本文:
所属グループ「Mirror,Mirror」のステージで愛嬌をふりまく雲丹うに(写真:カネコシュウヘイ)
超名門校出身者ばかりの家系で、一人娘として育った アイドル ・雲丹うに。
自身も 「 東京大学 」 を卒業し、 「 東京大学 大学院」 を修了。現在は、 アイドル グループ「Mirror,Mirror」の一員として、力いっぱいのパフォーマンスを見せる。
教育熱心で厳しい両親のもとで育ち、中学から高校にかけては部活に入らず、 「東大合格」の一心で猛勉強 。1浪を経ての東大進学後、 青春を取り戻すべく、 アイドル のコピーダンスサークルへ入ったのが、彼女の転機 となった。
ただ、その道のりには苦労もあった。
東大院でプロの アイドル としてステージデビューするも、両親には明かせずにやむなく就職。大学院修了後の約4ヵ月は アイドル と銀行員を兼業 し、親元から離れた。
「親はいつになれば、私を認めてくれるのか」 とポツリ。ステージで笑顔を見せる雲丹の歩みをたどると、稀有な人生像が見えてきた。
*この記事の前半: 「東大→東大院」アイドルの”超壮絶すぎる青春”
いわゆる“前世”を持つ アイドル
東大、東大院を修了 。 大手銀行に就職して約4カ月で退職、専業 アイドル となった雲丹うにのキャリアは異色だ。
大学時代に 「友だちを作りたい」として、 アイドル のコピーダンスサークルに入った のが分岐点になった。
直近でも、クイズ番組『ネプリーグ』や、芸能人がテストに挑む『呼び出し先生タナカ』など、地上波の人気テレビ番組に相次いで出演。
ソロタレント“雲丹うに”として、忙しない日々を過ごす。
しかし、彼女のホームはテレビではない。 ライブハウスを中心に活動するグループ「Mirror,Mirror」のステージ だ。
グループの結成は2021年夏で、2022年1月にお披露目。雲丹自身のキャリアとしては2組目で、 アイドル 界隈でのいわゆる“前世”を持つ。
キャリア1組目では、軽い気持ちでプロの アイドル の世界へ飛び込んだ。しかし、現在の「Mirror,Mirror」では“ガチ”でステージに。
ただ、 飛躍の背景にある「東大卒」の肩書きを名乗るのは、当初「嫌だった」 という。
その真意とは、何だったのか。
超名門校を卒業した両親のもとで、一人娘として育った雲丹。
生い立ちの詳細は、本稿の関連記事「「東大→東大院」 アイドル の”超壮絶すぎる青春”」で紹介している。
小学校時代には 中学受験に挑戦 。
進学校へ入学してからは部活にも入らず猛勉強に励み、 誰もが経験するであろう「青春」を味わってこなかった 。
中高一貫校での6年間、1浪時代の1年間。 のべ7年間にわたり、東大合格のためにと一心に勉強 。
東大進学後にようやく、自由を謳歌 できるようになった。

提示資料:
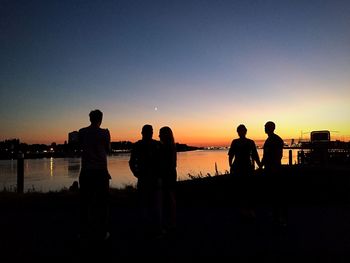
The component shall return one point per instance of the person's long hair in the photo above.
(167, 138)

課題 1:
雲丹うにの記事について、次の問いに答えてください。
(a) 「Mirror,Mirror」が結成されたのはいつか。
(b) 大手銀行に就職してからどのくらいで退職したか。
(c) 東大合格のために勉強した期間は、のべ何年間か。
課題 2:
雲丹うにの記事のうち、「しかし、彼女のホームはテレビではない。 ライブハウスを中心に活動するグループ「Mirror,Mirror」のステージ だ。」を含むところから始め、「東大進学後にようやく、自由を謳歌 できるようになった。」で終わる部分を書き写してください。
課題 3:
雲丹うにの記事を、最後の文に続けて書き継いでください。

解答 1:
(a) 2021年夏
(b) 約4カ月
(c) 7年間

解答 2:
しかし、彼女のホームはテレビではない。 ライブハウスを中心に活動するグループ「Mirror,Mirror」のステージ だ。
グループの結成は2021年夏で、2022年1月にお披露目。雲丹自身のキャリアとしては2組目で、 アイドル 界隈でのいわゆる“前世”を持つ。
キャリア1組目では、軽い気持ちでプロの アイドル の世界へ飛び込んだ。しかし、現在の「Mirror,Mirror」では“ガチ”でステージに。
ただ、 飛躍の背景にある「東大卒」の肩書きを名乗るのは、当初「嫌だった」 という。
その真意とは、何だったのか。
超名門校を卒業した両親のもとで、一人娘として育った雲丹。
生い立ちの詳細は、本稿の関連記事「「東大→東大院」 アイドル の”超壮絶すぎる青春”」で紹介している。
小学校時代には 中学受験に挑戦 。
進学校へ入学してからは部活にも入らず猛勉強に励み、 誰もが経験するであろう「青春」を味わってこなかった 。
中高一貫校での6年間、1浪時代の1年間。 のべ7年間にわたり、東大合格のためにと一心に勉強 。
東大進学後にようやく、自由を謳歌 できるようになった。

解答 3:
前グループの空中分解を経て「Mirror,Mirror」に
アイドル の世界に飛び込んだのは、東大の2年次だった。
ふと 「団体生活を経験していないのはヤバい」 と思い、 アイドル のコピーダンスサークルに加入した。
運動が苦手なため 「体育会系のサークルはムリだ」 と判断し、代わりに「かわいいモノやかわいい子には興味があるし、かわいいダンスならばできるかも」と考えての決断。
大変さはあったが、中学から高校にかけての部活で 「周りのみんなが味わってきた青春はコレだったんだ」 と感じ、ステージへ立つ喜びを知った。
サークルの当時はAKB48、乃木坂46、Juice=Juiceなど「幅広い方々をコピーして」と回想(撮影:梅谷秀司)
サークルは4年次に卒業。再びの転機は、 東京大学 大学院農学生命科学研究科への進学後 に訪れた。
大学院の1年次にふと周囲から、セルフプロデュースで アイドル グループを立ち上げる話が舞い込み、再び アイドル のステージに。
ほんの軽い気持ちで加入を決心し、メンバーの1人“UNI”として活動。
しかし、グループ内の「ゴタゴタ」により、わずか「8カ月ほど」で、空中分解するかのように「解散」してしまったという。
内心では 「これが最後の アイドル 経験になるのは嫌だ。もう一度、チャンスがあれば」 と願っていた。
そのさなか、大学院の2年次に知人経由で舞い込んできたのが「Mirror,Mirror」立ち上げの話だった。
すぐに「人生初のオーディション」を受けて、合格。2021年夏のグループ結成後は、大学院と並行して歌やダンスのレッスンに励んだ。
2022年1月にあったお披露目のステージでは、ライブ アイドル としての先輩にあたる二丁目の魁カミングアウト、クマリデパートらと共演。
空中分解を遂げたキャリア1組目とは「格が違う」と痛感し、 アイドル に対して“ガチ”になった。
それ以降、ステージからは客席へ熱視線を。
自身のメンバーカラーである“白”のサイリウムを持たないファン、いわゆる“推し”でないファンとも「必ず目を合わせられるように」と意気込む。
キャリア1組目の空中分解を経て、2組目の「Mirror,Mirror」へ。2021年夏のグループ結成後、就職活動をしていたとは驚く。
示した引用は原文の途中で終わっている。